Is the Annual Pay Raise Obsolete?
Yearly salary increases are giving way to variable lump-sum payouts
When General Electric talks about its people practices, it makes headlines. The news that the company is considering doing away with annual salary increases was no exception. But changing a long-held practice that employees have come to view as an entitlement is not easy.
Smaller companies tend to be much more nimble in breaking away from scheduled annual raises. When Tekla Wlodarczyk Núñez started her cleaning business, Middleton, Wis.-based Mother Earth Cleaners, in 2014, she learned from past experiences and made sure salary increases would be tied to specific employee achievements so that workers would not feel entitled to pay increases based on length of service.
Her company, which focuses on hiring individuals with hotel cleaning experience, employs people at an hourly rate comparable to what area hotels pay for cleaning staff. Then, after a six-week probationary period, the firm gives each employee a $1 per hour pay increase to encourage employees who have proven to be reliable to stay with the firm. Over time, as employees gain experience and expand their skills, including spoken English language for non-native speakers, the company gives pay raises on a case-by-case basis.
"I think it is much more meaningful to an employee to get a raise out of the blue" rather than at a specific time of year, Núñez said. "This is a way to tell them that we value them and they are doing a great job. If the raise is expected and automatic, why work any harder, why take a class, why improve?"
Seeking Motivation
How to make annual salary increases more meaningful and motivating to employees has been an ongoing challenge for employers. For a decade or more, salary increase budgets have hovered around 3 percent annually. This is not a figure that is likely to get employees excited.
Even when employers allocate raises by performance, the top performers are unlikely to receive a salary increase of more than 5 percent or so.
Yet, for any organization, increasing pay levels by 3 percent per year is a major investment. "This can represent hundreds of millions of dollars, but what kind of return on investment do those companies get?" asked Laura Sejen, managing director of talent and rewards with Willis Towers Watson in New York City.
"In many cases, employers end up annoying the 80 or 90 percent of their employees who get that 3 percent increase or even less so that the company can give top performers maybe a percentage point more," she noted.

EXTRACTED MATERIAL:
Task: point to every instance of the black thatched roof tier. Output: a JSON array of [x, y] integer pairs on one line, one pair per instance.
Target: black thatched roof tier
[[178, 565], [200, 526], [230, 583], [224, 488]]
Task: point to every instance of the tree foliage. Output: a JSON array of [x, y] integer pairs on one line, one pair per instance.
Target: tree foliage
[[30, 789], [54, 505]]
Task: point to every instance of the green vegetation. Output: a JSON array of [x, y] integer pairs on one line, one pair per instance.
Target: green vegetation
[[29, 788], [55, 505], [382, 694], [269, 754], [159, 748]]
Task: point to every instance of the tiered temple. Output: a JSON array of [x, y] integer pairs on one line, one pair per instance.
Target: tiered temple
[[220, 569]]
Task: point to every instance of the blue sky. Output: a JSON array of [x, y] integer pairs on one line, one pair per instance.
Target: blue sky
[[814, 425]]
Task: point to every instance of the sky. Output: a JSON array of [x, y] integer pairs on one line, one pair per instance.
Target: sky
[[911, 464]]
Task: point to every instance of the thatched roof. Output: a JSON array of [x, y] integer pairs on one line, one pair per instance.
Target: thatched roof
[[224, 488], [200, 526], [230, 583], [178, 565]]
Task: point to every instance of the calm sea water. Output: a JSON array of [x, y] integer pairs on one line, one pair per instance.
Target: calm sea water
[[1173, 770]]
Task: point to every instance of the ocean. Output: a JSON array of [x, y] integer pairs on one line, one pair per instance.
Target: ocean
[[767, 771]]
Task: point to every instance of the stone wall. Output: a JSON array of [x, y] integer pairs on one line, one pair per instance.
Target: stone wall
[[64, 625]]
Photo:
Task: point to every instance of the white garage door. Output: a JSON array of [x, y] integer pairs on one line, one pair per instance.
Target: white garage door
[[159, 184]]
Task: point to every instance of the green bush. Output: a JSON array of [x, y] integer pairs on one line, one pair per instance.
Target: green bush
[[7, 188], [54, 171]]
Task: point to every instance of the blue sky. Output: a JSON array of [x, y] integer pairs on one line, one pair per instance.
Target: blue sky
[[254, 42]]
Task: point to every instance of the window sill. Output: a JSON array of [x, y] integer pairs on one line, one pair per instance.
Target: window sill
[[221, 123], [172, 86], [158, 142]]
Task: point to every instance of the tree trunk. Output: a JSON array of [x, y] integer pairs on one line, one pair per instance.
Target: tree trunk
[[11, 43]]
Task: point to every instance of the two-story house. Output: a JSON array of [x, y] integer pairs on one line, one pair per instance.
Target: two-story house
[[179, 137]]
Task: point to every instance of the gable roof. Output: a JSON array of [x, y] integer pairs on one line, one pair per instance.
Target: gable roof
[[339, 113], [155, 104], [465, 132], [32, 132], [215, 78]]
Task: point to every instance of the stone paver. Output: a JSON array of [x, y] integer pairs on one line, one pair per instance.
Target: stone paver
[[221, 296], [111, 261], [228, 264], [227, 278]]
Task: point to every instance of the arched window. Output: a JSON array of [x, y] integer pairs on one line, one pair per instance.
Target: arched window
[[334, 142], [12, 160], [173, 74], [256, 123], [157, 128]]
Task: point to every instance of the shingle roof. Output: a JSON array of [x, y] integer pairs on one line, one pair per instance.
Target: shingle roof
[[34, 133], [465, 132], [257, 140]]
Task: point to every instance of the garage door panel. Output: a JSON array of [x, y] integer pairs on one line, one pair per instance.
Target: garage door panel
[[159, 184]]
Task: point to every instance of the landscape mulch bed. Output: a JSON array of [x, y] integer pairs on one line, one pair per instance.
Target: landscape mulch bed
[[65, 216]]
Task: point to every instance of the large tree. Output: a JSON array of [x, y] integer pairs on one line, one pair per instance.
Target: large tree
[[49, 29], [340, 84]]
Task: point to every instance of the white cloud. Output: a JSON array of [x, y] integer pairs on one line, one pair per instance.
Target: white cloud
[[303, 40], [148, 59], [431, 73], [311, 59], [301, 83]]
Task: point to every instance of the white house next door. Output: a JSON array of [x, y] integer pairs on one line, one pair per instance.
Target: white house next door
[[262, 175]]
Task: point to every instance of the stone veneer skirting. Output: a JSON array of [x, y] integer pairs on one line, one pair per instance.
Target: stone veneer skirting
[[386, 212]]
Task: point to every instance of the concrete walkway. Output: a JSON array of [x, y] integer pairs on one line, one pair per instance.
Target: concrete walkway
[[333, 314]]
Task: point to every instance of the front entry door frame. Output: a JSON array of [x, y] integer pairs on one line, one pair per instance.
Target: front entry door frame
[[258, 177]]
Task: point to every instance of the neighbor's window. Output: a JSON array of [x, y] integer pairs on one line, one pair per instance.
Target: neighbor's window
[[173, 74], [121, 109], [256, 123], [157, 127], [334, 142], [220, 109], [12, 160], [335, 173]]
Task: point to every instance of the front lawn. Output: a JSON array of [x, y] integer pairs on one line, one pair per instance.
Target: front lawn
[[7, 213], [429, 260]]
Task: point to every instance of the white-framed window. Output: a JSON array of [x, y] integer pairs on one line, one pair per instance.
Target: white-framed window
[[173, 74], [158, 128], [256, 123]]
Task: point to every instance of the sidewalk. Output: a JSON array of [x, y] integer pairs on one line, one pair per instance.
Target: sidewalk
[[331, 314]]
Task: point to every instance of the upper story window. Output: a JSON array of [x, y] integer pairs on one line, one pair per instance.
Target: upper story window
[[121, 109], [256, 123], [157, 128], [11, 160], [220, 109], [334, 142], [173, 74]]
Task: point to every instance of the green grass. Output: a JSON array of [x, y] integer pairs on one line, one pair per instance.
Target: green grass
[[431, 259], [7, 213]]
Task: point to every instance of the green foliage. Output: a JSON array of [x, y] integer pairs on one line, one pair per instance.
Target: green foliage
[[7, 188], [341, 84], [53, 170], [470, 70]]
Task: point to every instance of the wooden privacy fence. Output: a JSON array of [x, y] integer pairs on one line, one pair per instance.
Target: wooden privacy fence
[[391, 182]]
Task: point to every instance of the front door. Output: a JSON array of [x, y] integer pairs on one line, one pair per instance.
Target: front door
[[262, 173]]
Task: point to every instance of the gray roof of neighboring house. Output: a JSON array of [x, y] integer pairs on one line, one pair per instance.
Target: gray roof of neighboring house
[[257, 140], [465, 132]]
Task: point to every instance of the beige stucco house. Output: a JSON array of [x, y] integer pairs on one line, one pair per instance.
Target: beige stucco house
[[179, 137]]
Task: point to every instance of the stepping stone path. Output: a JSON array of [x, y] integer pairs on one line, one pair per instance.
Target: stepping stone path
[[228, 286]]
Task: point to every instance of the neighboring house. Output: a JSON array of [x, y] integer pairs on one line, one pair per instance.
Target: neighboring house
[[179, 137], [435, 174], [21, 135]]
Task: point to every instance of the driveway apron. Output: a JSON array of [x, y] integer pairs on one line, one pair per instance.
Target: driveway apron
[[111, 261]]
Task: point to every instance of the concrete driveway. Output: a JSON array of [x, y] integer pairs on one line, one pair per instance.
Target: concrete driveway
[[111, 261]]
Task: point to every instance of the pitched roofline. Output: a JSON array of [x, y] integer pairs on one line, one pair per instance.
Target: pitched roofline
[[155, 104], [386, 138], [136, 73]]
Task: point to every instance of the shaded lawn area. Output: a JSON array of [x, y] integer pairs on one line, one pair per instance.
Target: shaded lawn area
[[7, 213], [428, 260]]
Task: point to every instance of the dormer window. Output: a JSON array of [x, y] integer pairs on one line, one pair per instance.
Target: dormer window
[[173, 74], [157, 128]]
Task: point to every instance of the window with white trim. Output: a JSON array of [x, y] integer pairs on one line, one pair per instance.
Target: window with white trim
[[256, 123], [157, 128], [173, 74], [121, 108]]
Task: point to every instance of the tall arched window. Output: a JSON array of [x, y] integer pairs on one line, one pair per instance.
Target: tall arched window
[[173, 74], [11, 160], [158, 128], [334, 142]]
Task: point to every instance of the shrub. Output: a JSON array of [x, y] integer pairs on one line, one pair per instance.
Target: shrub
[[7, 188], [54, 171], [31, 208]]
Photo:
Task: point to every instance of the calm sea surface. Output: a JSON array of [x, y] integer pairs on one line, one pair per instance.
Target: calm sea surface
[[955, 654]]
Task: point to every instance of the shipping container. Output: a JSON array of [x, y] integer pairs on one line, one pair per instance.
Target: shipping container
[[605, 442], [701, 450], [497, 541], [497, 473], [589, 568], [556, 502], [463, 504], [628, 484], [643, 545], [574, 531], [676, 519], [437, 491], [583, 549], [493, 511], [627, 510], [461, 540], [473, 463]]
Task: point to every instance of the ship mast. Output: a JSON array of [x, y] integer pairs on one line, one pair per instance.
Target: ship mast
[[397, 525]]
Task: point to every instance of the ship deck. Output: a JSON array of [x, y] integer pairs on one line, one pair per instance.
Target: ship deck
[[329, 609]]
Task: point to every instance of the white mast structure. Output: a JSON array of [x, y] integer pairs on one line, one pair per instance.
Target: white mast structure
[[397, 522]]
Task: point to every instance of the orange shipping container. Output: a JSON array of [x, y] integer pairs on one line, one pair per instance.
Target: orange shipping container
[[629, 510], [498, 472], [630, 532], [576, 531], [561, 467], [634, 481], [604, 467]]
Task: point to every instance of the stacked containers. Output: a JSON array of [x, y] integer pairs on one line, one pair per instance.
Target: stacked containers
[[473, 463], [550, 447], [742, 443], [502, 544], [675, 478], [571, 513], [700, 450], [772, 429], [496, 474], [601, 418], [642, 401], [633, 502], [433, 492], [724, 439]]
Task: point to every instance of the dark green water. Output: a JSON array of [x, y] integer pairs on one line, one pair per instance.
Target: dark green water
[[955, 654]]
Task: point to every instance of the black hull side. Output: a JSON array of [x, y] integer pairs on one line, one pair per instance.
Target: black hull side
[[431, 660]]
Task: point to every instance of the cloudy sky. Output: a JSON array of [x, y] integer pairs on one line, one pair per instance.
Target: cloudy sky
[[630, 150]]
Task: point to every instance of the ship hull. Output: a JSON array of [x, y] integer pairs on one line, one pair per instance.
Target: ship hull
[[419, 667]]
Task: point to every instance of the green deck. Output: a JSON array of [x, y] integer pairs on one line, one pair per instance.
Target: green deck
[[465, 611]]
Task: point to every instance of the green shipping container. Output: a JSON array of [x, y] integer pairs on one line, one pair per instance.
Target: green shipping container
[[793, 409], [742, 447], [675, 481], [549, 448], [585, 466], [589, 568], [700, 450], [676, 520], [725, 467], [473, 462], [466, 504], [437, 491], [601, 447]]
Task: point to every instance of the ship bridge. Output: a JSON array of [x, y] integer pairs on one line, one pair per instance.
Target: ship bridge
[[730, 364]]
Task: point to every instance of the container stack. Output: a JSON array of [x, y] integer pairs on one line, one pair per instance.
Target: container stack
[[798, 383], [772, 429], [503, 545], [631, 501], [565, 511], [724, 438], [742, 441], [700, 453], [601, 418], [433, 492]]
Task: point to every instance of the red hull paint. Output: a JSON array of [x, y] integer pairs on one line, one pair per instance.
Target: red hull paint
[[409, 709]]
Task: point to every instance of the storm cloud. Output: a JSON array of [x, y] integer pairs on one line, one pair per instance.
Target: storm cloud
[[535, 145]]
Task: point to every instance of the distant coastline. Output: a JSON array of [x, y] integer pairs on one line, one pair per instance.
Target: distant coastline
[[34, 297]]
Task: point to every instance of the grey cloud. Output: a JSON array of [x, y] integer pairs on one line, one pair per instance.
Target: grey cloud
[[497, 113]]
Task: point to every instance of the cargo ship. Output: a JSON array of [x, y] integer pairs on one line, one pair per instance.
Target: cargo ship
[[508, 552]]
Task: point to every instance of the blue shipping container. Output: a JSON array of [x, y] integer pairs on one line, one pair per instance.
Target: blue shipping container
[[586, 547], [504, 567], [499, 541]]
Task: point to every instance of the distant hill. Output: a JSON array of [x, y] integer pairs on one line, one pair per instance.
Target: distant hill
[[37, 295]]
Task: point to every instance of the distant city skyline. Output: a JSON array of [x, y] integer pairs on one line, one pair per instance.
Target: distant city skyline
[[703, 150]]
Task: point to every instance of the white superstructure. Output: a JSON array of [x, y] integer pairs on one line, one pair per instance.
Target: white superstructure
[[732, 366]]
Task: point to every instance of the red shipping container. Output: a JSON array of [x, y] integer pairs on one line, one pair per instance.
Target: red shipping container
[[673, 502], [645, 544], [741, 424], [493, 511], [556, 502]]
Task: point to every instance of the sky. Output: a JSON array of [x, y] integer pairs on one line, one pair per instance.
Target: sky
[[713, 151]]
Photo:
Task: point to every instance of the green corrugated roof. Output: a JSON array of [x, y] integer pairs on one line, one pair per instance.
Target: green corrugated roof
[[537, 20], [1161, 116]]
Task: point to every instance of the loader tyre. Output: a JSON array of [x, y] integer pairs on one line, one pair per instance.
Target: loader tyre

TASKS AND EXERCISES:
**A.** Answer these questions using the article on annual pay raises:
(i) In what year did Núñez start her cleaning business?
(ii) How long is the probationary period before her employees get the $1 per hour increase?
(iii) Around what level have salary increase budgets stayed for a decade or more?
**B.** For each statement, say yes or no based on the article on annual pay raises, and quote the words that decide it.
(i) Mother Earth Cleaners is based in Middleton, Wisconsin.
(ii) Top performers usually get raises well above 10 percent.
(iii) Laura Sejen works in Chicago.

FULL ANSWERS:
**A.**
(i) 2014
(ii) Six weeks
(iii) Around 3 percent a year

**B.**
(i) Yes: "Middleton, Wis.-based Mother Earth Cleaners"
(ii) No: "the top performers are unlikely to receive a salary increase of more than 5 percent or so"
(iii) No: "managing director of talent and rewards with Willis Towers Watson in New York City"